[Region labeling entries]
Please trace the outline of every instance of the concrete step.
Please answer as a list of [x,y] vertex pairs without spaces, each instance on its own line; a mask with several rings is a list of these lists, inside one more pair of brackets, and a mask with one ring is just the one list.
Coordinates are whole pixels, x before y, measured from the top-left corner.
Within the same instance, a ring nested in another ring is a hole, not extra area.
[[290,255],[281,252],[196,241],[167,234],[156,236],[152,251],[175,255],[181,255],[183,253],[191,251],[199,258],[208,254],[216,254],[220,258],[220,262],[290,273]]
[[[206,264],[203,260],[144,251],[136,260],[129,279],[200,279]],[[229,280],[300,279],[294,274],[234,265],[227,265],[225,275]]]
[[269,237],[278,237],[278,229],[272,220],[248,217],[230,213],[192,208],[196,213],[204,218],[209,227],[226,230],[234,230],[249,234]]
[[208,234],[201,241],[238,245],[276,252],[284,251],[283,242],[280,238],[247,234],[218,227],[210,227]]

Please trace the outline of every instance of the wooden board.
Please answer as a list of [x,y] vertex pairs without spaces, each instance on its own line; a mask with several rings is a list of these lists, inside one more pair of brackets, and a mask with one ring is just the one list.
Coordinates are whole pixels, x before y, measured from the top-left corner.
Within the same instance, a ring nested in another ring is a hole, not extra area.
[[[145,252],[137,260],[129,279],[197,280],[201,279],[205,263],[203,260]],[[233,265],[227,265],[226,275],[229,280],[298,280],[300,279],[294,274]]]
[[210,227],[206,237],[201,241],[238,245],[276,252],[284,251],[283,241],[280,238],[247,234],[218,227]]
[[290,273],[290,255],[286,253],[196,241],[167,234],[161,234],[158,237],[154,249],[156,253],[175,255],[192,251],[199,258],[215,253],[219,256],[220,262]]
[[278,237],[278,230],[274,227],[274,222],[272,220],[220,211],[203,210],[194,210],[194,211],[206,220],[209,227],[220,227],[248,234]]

REQUEST
Starting with the line that contains "Please trace the outline of every instance of the wooden" and continuing through the end of the items, rewrite those lines and substitute "timber plank" for "wooden board", with everything else left unchanged.

FINISHED EXERCISE
Please trace the outline of every instance of the timber plank.
Please answer as a list of [x,y] vertex pairs without spaces, each instance on its own line; a mask with several rings is a list of these lists, inside one more pair of brackets, and a mask with one ring is just the one list.
Coordinates are whole pixels, x before y, measured from the top-left corner.
Within the same instance, a ring nested in another ring is a hole, not extra area.
[[[145,252],[137,260],[129,279],[197,280],[201,279],[205,263],[203,260]],[[233,265],[227,265],[226,275],[229,280],[298,280],[300,279],[294,274]]]
[[210,227],[206,237],[201,241],[238,245],[276,252],[284,251],[283,241],[280,238],[247,234],[218,227]]
[[290,273],[290,255],[286,253],[196,241],[167,234],[161,234],[158,237],[154,249],[156,253],[175,255],[192,251],[199,258],[215,253],[219,256],[220,262]]
[[278,237],[278,230],[274,227],[274,222],[272,220],[220,211],[203,210],[194,210],[194,211],[206,220],[209,227],[220,227],[248,234]]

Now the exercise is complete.